Stored records
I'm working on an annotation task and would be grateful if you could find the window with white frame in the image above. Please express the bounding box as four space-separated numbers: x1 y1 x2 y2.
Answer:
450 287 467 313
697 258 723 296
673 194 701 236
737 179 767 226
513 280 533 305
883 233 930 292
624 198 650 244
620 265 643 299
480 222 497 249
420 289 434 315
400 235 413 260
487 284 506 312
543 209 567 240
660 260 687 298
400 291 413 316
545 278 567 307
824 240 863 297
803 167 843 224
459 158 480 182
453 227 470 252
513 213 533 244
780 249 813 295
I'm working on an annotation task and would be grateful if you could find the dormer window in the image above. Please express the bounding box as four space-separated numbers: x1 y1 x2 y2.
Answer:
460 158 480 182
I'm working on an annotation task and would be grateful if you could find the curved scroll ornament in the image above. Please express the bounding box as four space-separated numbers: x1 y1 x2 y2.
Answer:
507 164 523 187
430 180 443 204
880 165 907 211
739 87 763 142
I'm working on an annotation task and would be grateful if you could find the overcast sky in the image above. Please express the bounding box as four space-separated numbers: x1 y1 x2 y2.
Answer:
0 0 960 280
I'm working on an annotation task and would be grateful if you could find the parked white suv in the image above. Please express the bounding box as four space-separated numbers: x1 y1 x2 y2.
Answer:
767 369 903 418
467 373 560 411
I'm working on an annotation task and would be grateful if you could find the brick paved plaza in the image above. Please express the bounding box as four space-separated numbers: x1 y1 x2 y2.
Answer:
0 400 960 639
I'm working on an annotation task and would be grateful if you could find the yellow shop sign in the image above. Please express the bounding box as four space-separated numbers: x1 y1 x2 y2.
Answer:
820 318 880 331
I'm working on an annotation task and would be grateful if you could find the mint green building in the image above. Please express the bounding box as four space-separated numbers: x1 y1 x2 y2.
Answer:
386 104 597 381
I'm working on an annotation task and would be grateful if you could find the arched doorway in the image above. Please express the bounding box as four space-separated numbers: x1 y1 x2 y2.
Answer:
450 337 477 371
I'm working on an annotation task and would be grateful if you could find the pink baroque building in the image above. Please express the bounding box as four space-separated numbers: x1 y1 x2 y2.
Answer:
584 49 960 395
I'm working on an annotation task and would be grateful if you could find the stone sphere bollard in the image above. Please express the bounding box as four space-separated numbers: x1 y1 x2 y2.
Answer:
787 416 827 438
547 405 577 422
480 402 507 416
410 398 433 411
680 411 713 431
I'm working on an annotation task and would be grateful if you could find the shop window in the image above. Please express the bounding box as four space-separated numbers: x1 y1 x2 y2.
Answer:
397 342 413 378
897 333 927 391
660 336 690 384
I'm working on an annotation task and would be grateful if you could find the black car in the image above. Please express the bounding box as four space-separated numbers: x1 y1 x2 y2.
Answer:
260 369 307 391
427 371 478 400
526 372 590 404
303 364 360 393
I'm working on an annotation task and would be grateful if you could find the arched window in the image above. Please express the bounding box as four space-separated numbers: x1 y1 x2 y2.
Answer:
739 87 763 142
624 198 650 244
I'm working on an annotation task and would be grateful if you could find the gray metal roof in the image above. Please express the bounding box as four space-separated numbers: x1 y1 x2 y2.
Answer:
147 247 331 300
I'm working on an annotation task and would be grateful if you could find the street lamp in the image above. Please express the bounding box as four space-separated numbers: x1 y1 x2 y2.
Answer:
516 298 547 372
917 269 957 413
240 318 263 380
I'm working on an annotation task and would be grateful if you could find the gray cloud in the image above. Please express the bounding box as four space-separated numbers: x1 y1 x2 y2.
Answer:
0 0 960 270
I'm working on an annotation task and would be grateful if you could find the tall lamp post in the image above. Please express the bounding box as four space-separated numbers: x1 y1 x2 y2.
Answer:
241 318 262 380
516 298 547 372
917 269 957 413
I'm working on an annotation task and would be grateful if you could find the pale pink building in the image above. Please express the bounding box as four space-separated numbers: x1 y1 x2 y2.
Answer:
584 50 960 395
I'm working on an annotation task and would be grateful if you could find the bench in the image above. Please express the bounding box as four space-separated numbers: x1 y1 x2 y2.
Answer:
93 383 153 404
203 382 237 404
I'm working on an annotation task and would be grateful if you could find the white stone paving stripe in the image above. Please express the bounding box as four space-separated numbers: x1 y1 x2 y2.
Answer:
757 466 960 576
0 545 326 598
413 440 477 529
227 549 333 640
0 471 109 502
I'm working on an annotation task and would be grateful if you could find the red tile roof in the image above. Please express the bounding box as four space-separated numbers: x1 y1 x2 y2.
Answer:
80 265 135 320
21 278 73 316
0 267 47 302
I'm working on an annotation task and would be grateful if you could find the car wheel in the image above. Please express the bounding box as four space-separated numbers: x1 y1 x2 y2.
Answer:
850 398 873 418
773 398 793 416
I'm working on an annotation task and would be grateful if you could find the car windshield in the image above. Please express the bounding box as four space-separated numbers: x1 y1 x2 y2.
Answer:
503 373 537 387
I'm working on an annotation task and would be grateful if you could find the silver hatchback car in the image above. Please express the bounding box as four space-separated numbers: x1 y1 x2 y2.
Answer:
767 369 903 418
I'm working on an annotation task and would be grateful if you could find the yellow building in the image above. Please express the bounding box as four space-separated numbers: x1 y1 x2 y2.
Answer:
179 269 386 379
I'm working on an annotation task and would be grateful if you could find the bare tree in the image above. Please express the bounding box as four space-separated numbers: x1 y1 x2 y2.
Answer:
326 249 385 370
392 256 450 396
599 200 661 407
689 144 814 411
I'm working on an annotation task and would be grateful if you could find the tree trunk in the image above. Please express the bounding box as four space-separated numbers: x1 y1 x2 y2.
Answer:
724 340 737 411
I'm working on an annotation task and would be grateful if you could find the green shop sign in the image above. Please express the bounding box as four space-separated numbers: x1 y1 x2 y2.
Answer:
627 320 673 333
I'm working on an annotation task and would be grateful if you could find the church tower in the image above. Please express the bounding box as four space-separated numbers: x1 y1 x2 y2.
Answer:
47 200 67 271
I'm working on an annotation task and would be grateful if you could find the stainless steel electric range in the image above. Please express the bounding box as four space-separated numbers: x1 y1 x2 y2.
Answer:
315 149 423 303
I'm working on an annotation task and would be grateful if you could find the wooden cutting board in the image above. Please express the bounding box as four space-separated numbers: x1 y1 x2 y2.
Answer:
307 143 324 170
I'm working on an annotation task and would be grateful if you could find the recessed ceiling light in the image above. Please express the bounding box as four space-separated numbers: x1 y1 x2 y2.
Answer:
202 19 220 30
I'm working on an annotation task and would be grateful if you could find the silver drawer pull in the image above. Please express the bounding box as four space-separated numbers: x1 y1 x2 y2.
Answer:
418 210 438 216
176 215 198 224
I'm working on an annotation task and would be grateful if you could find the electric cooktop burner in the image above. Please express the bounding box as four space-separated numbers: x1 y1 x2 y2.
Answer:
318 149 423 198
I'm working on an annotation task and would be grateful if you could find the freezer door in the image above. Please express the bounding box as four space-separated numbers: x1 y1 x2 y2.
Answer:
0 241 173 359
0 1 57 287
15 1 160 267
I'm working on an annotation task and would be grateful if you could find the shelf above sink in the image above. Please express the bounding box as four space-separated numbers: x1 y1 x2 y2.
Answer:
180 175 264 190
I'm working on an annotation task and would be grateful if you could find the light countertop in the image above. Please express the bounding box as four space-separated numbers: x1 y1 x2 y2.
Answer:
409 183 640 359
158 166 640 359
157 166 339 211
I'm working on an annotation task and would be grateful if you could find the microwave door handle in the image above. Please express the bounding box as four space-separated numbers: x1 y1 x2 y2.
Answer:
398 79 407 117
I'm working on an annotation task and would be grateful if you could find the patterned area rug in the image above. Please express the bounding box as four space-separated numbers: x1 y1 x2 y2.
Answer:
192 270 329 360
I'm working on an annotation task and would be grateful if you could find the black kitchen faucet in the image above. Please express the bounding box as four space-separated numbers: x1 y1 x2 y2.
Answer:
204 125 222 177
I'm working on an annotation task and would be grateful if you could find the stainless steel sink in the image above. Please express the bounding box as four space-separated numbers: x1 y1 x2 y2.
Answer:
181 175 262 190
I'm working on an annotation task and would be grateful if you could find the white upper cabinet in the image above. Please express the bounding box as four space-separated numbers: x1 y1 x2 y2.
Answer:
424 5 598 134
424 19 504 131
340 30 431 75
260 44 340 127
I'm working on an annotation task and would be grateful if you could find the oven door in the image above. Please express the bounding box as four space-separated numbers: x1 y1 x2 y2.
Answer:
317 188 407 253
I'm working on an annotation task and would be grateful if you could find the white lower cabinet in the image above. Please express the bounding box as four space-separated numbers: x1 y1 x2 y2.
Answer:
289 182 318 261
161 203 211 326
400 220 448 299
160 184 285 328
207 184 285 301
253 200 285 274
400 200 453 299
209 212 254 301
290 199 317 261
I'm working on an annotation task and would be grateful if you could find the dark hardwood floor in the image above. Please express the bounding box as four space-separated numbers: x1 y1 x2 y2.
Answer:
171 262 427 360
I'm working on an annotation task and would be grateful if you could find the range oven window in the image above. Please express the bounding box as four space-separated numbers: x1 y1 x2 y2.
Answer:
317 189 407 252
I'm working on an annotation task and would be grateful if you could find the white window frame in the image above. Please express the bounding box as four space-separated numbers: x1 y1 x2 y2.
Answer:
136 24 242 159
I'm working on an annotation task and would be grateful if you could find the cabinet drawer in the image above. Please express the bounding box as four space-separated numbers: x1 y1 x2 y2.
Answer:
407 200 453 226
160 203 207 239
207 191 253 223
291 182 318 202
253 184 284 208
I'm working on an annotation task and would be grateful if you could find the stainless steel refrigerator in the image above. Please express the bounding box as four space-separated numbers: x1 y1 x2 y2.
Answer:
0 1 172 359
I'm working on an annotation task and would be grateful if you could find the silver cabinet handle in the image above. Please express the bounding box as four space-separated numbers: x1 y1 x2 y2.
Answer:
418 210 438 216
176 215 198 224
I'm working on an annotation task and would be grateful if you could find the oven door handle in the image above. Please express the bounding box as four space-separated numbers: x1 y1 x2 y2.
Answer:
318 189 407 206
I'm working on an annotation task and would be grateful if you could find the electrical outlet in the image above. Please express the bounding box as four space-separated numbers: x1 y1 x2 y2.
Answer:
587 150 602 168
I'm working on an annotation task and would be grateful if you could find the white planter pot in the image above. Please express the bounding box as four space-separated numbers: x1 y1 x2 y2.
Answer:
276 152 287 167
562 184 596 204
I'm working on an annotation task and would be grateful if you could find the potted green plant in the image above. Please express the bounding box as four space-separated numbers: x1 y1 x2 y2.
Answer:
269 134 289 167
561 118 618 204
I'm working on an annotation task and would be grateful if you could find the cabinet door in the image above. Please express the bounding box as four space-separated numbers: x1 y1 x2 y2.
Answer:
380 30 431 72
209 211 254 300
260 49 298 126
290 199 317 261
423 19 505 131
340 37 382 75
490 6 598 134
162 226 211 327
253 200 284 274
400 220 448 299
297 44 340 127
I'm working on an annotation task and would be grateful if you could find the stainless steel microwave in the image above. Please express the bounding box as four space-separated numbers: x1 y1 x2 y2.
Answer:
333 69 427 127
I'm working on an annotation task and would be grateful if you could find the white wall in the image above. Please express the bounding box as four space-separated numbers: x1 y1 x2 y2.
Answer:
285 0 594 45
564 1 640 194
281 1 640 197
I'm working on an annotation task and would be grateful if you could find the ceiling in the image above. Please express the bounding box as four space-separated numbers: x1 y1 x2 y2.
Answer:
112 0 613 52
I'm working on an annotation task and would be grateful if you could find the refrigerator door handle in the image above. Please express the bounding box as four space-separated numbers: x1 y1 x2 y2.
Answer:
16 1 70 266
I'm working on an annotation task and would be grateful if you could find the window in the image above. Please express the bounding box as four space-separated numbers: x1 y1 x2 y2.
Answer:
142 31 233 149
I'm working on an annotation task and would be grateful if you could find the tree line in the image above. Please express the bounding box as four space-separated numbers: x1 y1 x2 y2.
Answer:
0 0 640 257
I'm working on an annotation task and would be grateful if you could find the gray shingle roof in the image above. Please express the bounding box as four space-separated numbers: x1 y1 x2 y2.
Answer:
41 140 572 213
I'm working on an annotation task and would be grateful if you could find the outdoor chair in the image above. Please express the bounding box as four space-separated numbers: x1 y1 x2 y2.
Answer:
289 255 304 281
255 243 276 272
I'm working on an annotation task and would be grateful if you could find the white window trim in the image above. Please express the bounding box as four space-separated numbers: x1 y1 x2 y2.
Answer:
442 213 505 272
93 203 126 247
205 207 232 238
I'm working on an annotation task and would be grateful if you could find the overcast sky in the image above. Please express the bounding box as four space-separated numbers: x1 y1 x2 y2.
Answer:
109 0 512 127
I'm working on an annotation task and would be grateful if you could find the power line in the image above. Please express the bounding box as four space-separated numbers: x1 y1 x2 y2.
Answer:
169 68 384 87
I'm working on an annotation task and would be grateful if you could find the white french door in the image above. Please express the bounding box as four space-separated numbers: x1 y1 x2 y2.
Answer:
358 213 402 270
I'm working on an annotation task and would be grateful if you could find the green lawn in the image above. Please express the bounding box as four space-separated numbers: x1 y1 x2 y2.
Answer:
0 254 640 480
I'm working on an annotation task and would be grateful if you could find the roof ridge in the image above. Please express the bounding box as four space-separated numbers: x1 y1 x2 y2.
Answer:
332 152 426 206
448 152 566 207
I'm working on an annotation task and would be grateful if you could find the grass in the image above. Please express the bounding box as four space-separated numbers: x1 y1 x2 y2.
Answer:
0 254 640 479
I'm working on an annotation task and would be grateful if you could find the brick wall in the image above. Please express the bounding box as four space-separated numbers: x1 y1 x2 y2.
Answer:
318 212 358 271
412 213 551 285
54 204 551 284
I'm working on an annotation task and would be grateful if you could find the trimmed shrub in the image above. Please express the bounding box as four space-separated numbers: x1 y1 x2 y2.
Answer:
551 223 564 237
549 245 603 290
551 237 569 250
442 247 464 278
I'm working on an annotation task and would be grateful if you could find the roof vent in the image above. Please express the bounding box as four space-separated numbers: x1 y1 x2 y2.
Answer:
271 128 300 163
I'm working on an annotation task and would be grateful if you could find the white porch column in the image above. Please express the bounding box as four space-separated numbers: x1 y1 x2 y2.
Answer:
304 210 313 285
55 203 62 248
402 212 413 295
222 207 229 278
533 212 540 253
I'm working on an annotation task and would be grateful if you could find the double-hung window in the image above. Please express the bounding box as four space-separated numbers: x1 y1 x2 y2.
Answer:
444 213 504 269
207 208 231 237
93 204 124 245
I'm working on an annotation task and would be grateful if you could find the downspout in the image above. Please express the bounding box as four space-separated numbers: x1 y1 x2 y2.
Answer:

Problem requirements
Change "white frame" to "pale frame" in everything from the start of the records down to the line containing "780 249 813 295", and give those lines back with nothing else altered.

Worked answer
I'm working on an annotation task and would be grateful if you could find the window with pale frame in the image above. Please express the bounding box as four space-separated numbers: x1 y1 x2 y2.
Answer:
450 287 467 313
697 258 723 296
673 194 701 236
737 179 767 226
513 280 533 305
883 233 930 292
624 198 650 244
620 265 643 299
480 222 497 249
420 289 434 315
400 235 413 260
487 284 506 312
543 209 567 240
660 260 687 298
400 291 413 316
545 278 567 307
824 240 863 297
803 167 843 224
459 158 480 182
453 227 470 252
513 213 533 244
780 249 813 295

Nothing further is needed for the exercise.